■ **To be done**
Recast the material below as a Markdown table with two columns, Row and Line. Give every non-blank line its own numbered row.

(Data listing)
....

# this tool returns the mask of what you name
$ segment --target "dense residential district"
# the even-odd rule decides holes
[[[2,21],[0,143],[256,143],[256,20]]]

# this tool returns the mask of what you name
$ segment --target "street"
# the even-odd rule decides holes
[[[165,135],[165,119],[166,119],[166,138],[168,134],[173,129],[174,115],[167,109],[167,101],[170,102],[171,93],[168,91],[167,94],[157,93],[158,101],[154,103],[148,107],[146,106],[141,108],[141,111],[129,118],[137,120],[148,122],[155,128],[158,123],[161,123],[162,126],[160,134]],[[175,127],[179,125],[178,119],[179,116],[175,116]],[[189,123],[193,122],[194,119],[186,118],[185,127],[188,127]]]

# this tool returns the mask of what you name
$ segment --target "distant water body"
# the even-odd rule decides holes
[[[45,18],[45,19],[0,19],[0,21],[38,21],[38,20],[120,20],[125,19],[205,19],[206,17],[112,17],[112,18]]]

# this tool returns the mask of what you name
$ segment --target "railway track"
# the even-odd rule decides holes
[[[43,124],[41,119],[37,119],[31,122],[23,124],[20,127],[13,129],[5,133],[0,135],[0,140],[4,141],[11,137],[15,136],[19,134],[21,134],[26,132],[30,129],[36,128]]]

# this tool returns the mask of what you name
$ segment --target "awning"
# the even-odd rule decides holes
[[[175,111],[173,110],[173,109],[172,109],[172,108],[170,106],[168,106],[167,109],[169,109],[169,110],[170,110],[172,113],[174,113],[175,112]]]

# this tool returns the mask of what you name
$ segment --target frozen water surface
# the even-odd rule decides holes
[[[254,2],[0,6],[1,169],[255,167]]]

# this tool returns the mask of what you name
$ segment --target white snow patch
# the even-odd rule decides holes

....

■ **Result**
| Row | Line |
|---|---|
| 1 | # this tool returns the mask of what you name |
| 2 | $ segment --target "dense residential district" |
| 3 | # the even-odd rule decides holes |
| 4 | [[[2,21],[0,143],[256,143],[256,20]]] |
| 5 | # this tool returns the mask of what you name |
| 6 | $ segment --target "street" |
| 7 | # the even-odd rule decides holes |
| 8 | [[[165,135],[165,119],[166,119],[166,138],[168,134],[173,129],[174,115],[167,109],[167,101],[170,102],[171,93],[168,91],[167,94],[157,93],[158,101],[154,103],[148,107],[146,106],[141,108],[141,111],[129,118],[137,120],[148,122],[155,128],[158,123],[161,123],[162,126],[160,134]],[[175,127],[179,125],[178,119],[179,116],[175,116]],[[189,123],[193,122],[194,119],[186,118],[185,127],[188,127]]] |
| 9 | # this tool returns the mask of what you name |
| 10 | $ segment --target "distant water body" |
| 11 | # the even-odd rule decides holes |
| 12 | [[[45,18],[45,19],[0,19],[0,21],[38,21],[38,20],[120,20],[125,19],[205,19],[206,17],[112,17],[112,18]]] |
| 13 | # this tool returns the mask of what you name |
| 14 | $ segment --target "railway track" |
| 15 | # the even-odd rule decides holes |
| 16 | [[[43,124],[41,119],[37,119],[31,122],[23,124],[20,127],[13,129],[5,133],[0,135],[0,140],[4,141],[11,137],[15,136],[19,134],[21,134],[26,132],[30,129],[36,128]]] |
| 17 | # this tool returns the mask of what you name |
| 18 | $ segment --target "awning" |
| 19 | # the even-odd rule decides holes |
| 20 | [[[175,111],[173,110],[173,109],[172,109],[172,108],[170,106],[168,106],[167,109],[169,109],[169,110],[170,110],[172,113],[174,113],[175,112]]] |
| 21 | # this tool returns the mask of what you name |
| 22 | $ segment --target frozen water surface |
| 23 | # the even-odd rule decides holes |
| 24 | [[[254,2],[0,6],[1,169],[255,167]]] |
| 25 | # this tool returns the mask of what you name |
| 26 | $ segment --target white snow patch |
| 27 | # the even-odd rule decides holes |